● WHAT TO WORK ON
Render the lines of the entries below as a numbered list, dropping any blank lines.

● RECORDED INFORMATION
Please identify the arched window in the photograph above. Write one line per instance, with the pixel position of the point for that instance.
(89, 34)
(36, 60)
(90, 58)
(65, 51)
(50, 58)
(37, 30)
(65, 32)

● CORRECT OUTPUT
1. Please identify the arched window in the photograph above. Write one line per instance, with the pixel position of the point for that instance.
2. (89, 34)
3. (36, 60)
4. (90, 58)
5. (65, 51)
6. (50, 58)
7. (37, 30)
8. (65, 32)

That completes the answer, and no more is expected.